• DOCUMENT SEGMENT
==================================================

Dive Brief:
- Between 2014 and 2020, software installation accounted for 91% of cyber espionage-related breaches, according to Verizon's 2020 Cyber Espionage Report and Data Breach Investigations Report (DBIR). Across other kinds of breaches, software installation was only present in 43% of incidents.
- To qualify as a cyber espionage campaign, the incident has to have a combination of a data breach and provocation by an outside threat actor in an unauthorized fashion, said John Grim, distinguished architect, head of Research, Development, Innovation at Verizon Threat Research Advisory Center, during the SANS Institute Cyber Threat Intelligence Summit Thursday.
- It takes a matter of days to execute a compromise in more than one-quarter of cyber espionage campaigns, according to the report. Only 4% take months. By comparison, the time to compromise for 70% of all other breaches is minutes.
Dive Insight:
Cyber espionage breaches are one of the most difficult types of compromises to respond and recover from — as industry is seeing play out in the SolarWinds hack.

==================================================

• DATA SHOWN
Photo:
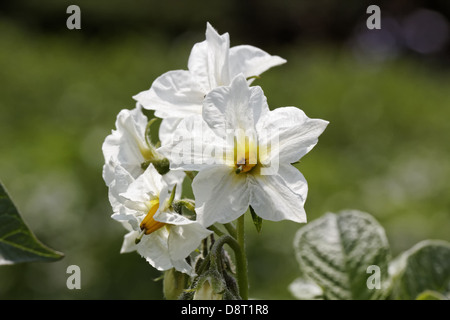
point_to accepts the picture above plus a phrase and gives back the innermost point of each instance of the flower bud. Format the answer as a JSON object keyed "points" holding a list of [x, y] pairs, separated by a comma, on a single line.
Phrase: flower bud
{"points": [[206, 292], [174, 284]]}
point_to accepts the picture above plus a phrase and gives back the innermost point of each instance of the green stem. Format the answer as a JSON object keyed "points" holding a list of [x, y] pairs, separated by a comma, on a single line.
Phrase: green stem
{"points": [[231, 229], [241, 259]]}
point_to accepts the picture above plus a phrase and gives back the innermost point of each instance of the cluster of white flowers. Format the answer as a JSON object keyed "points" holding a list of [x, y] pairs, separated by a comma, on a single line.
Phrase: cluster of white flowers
{"points": [[214, 123]]}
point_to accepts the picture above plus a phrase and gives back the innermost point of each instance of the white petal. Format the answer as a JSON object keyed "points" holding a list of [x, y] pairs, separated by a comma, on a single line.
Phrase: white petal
{"points": [[124, 144], [272, 199], [194, 146], [251, 61], [221, 195], [290, 133], [129, 244], [183, 240], [208, 61], [235, 107], [154, 249], [167, 130], [120, 181], [198, 65], [147, 186], [173, 94]]}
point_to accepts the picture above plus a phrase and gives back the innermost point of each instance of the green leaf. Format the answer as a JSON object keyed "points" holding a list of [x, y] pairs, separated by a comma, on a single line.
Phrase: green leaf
{"points": [[345, 254], [257, 220], [422, 269], [17, 242], [305, 289], [431, 295]]}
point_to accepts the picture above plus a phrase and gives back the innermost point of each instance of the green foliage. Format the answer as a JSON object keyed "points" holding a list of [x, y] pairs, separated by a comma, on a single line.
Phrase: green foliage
{"points": [[384, 151], [423, 272], [336, 251], [17, 243]]}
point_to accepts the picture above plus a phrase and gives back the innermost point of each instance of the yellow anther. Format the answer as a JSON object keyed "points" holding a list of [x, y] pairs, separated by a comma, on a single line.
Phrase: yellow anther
{"points": [[245, 157], [149, 224]]}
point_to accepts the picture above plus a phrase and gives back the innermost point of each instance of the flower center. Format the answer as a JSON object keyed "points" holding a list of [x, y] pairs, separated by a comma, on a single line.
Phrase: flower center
{"points": [[149, 224], [246, 154]]}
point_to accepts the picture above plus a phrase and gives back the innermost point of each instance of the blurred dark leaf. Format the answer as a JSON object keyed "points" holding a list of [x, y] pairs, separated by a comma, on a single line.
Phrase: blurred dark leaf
{"points": [[17, 242], [336, 250], [423, 272]]}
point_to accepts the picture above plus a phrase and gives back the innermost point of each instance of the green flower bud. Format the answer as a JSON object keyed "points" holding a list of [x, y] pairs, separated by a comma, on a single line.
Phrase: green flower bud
{"points": [[174, 284], [206, 292]]}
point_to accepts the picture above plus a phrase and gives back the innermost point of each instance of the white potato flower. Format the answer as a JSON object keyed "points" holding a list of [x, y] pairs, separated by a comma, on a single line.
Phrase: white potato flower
{"points": [[212, 63], [159, 234], [244, 154]]}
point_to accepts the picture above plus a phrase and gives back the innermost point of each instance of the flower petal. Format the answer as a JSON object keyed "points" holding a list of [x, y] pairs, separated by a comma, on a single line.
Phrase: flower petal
{"points": [[154, 249], [194, 146], [221, 195], [148, 185], [173, 94], [124, 144], [251, 61], [290, 134], [237, 107], [208, 61], [272, 199], [167, 130], [184, 239]]}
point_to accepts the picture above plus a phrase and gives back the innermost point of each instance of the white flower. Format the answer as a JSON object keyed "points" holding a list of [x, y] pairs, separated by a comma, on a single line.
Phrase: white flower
{"points": [[258, 145], [128, 148], [127, 145], [160, 235], [212, 63]]}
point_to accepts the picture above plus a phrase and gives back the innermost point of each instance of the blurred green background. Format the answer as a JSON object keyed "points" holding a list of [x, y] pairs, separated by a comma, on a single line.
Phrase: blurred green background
{"points": [[385, 92]]}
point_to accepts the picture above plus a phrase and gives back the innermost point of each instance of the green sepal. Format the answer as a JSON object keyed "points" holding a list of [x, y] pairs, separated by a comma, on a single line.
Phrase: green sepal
{"points": [[257, 220]]}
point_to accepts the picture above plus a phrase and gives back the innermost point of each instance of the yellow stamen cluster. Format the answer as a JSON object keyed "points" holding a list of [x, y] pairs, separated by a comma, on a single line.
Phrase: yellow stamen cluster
{"points": [[245, 155], [149, 224]]}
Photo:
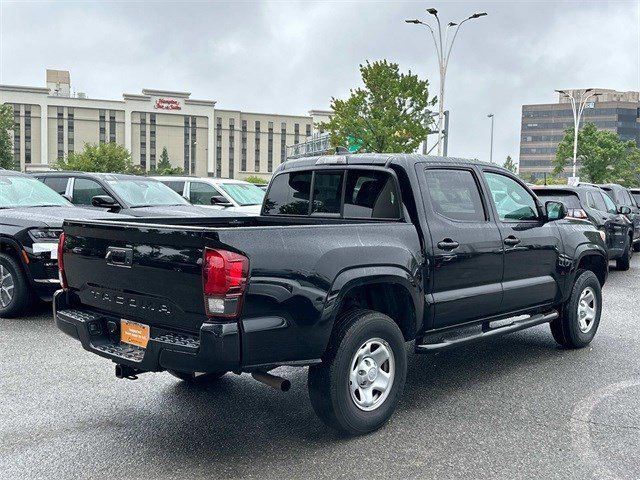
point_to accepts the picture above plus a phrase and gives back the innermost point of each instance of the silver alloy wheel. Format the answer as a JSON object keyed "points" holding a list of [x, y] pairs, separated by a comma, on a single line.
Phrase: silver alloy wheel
{"points": [[371, 376], [7, 286], [587, 307]]}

==================================================

• TASK SET
1. Answer these questions about the cyber espionage brief, one per line:
(a) What share of cyber espionage-related breaches between 2014 and 2020 involved software installation?
(b) At what event did John Grim speak?
(c) What share of cyber espionage campaigns take months to compromise?
2. Write the next part of the cyber espionage brief, starting after its final sentence.

• EXPECTED OUTPUTS
1.
(a) 91%
(b) The SANS Institute Cyber Threat Intelligence Summit
(c) 4%

2.
When the initial compromise is complete, 30% of espionage threat actors exfiltrate the data in a matter of minutes. For all other types of breaches, data exfiltration is nearly evenly split between minutes (38%) and days (37%).
"They're looking to gain access to heavily defended environments, they're moving low and slow," before exiting a network undetected, said Grim.
Half of cyber espionage breaches are found because companies identified suspicious activity. Less than one-quarter of espionage cases are found via antivirus solutions and only 7% of cases are found by an emergency response team. Law enforcement and fraud detection typically uncover other types of breaches, according to Verizon.
Finding suspicious activity is dependent on whether a company has Endpoint Detection and Response (EDR) and Managed Detection and Response (MDR) tools, and the talent to distinguish if the issue is malicious or rooted in an operational problem, said Grim.
Breach-related attributes are modeled after the CIA triad of confidentiality, integrity and availability. Cyber espionage breaches and all other breaches have 100% confidentiality attributes, and 95% of cyber espionage breaches also have impact on integrity, according to Verizon. All other breaches only have 56% integrity attribution.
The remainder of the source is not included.